» ASSIGNED TASK:
Show the lines below where "white" occurs.

» DATA PROVIDED:

————————

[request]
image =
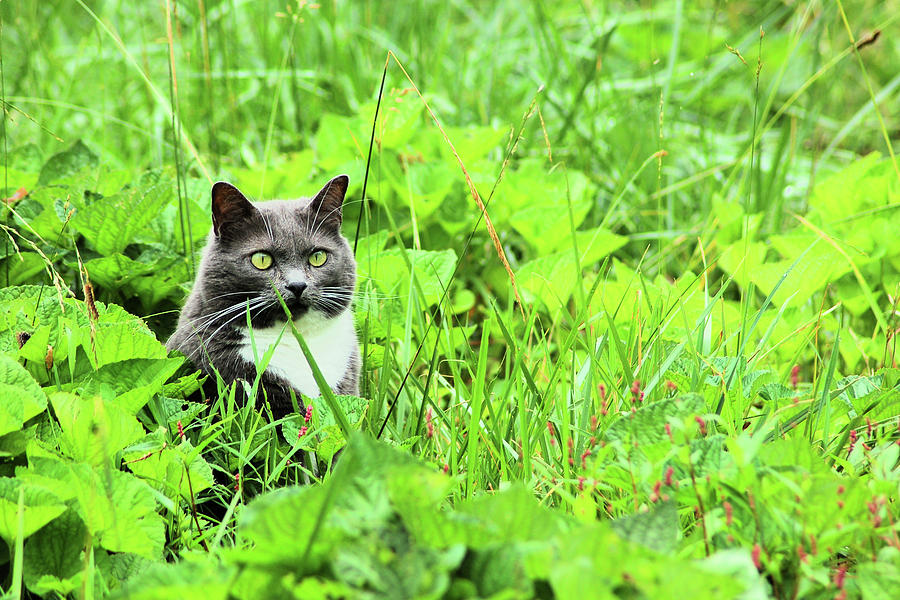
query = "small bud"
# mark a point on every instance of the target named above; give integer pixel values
(22, 338)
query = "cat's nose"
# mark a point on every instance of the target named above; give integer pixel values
(297, 288)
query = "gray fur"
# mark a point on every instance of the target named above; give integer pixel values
(289, 230)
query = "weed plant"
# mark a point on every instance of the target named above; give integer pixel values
(627, 301)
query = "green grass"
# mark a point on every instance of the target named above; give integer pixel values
(695, 202)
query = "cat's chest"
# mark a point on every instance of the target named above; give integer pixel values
(331, 342)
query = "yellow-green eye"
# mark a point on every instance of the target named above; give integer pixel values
(261, 260)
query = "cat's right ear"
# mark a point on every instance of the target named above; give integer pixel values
(229, 207)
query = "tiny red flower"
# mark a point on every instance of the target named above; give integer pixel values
(795, 376)
(669, 472)
(429, 425)
(701, 423)
(839, 577)
(755, 555)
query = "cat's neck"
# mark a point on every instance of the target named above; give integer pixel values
(332, 342)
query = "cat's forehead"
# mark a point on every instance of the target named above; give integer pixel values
(286, 223)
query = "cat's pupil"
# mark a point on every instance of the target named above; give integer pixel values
(261, 260)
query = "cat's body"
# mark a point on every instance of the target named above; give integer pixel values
(295, 246)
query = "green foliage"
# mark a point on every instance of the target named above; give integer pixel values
(660, 364)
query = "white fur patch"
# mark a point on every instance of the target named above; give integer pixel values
(331, 342)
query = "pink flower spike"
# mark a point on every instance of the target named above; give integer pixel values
(669, 472)
(701, 423)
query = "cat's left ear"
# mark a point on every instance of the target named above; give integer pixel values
(326, 206)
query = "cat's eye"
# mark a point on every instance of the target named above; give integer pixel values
(261, 260)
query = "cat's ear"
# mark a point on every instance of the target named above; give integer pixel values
(229, 207)
(326, 206)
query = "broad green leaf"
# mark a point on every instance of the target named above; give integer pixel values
(71, 161)
(134, 380)
(118, 508)
(168, 468)
(53, 556)
(22, 396)
(432, 270)
(647, 424)
(94, 430)
(538, 201)
(657, 529)
(110, 224)
(40, 507)
(187, 579)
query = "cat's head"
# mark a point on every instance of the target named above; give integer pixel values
(294, 245)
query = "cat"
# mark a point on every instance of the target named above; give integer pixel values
(297, 247)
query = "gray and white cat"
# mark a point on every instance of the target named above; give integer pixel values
(297, 246)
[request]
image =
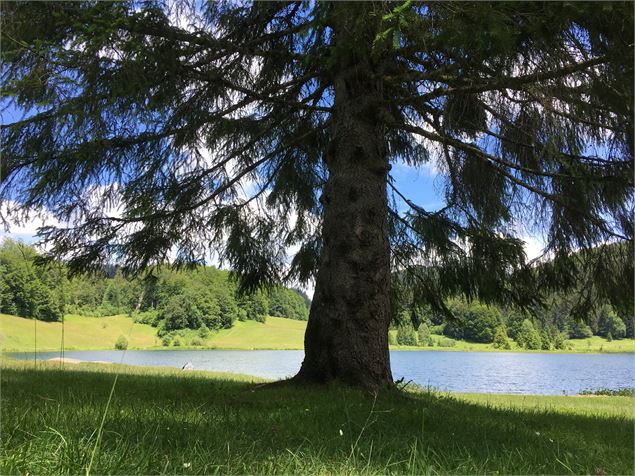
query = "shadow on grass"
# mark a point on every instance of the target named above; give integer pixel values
(189, 422)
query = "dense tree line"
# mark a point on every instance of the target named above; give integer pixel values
(170, 300)
(545, 328)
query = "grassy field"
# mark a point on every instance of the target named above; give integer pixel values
(165, 421)
(80, 333)
(92, 333)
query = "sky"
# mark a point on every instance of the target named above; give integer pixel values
(423, 185)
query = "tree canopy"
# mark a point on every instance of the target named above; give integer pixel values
(154, 129)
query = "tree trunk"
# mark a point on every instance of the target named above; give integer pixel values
(347, 334)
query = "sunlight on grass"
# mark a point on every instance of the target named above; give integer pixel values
(169, 421)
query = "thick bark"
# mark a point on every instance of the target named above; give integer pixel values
(347, 333)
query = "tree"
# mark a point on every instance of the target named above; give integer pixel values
(406, 335)
(501, 341)
(207, 126)
(611, 324)
(475, 322)
(529, 337)
(580, 330)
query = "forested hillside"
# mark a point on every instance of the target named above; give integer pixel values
(203, 298)
(207, 299)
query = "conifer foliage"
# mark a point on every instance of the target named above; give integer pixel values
(247, 128)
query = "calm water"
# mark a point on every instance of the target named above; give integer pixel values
(495, 372)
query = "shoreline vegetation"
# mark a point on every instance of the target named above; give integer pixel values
(101, 333)
(165, 421)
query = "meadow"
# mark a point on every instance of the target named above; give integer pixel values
(165, 421)
(95, 333)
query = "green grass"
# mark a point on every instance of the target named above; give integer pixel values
(276, 333)
(92, 333)
(80, 333)
(165, 421)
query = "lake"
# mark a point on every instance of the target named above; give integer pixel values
(485, 372)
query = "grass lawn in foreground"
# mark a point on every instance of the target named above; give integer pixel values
(167, 421)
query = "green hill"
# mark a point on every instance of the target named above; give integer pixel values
(91, 333)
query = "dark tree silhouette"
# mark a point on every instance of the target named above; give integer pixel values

————————

» ANSWER TO THIS EXERCISE:
query = "white fur patch"
query = "gray and white cat"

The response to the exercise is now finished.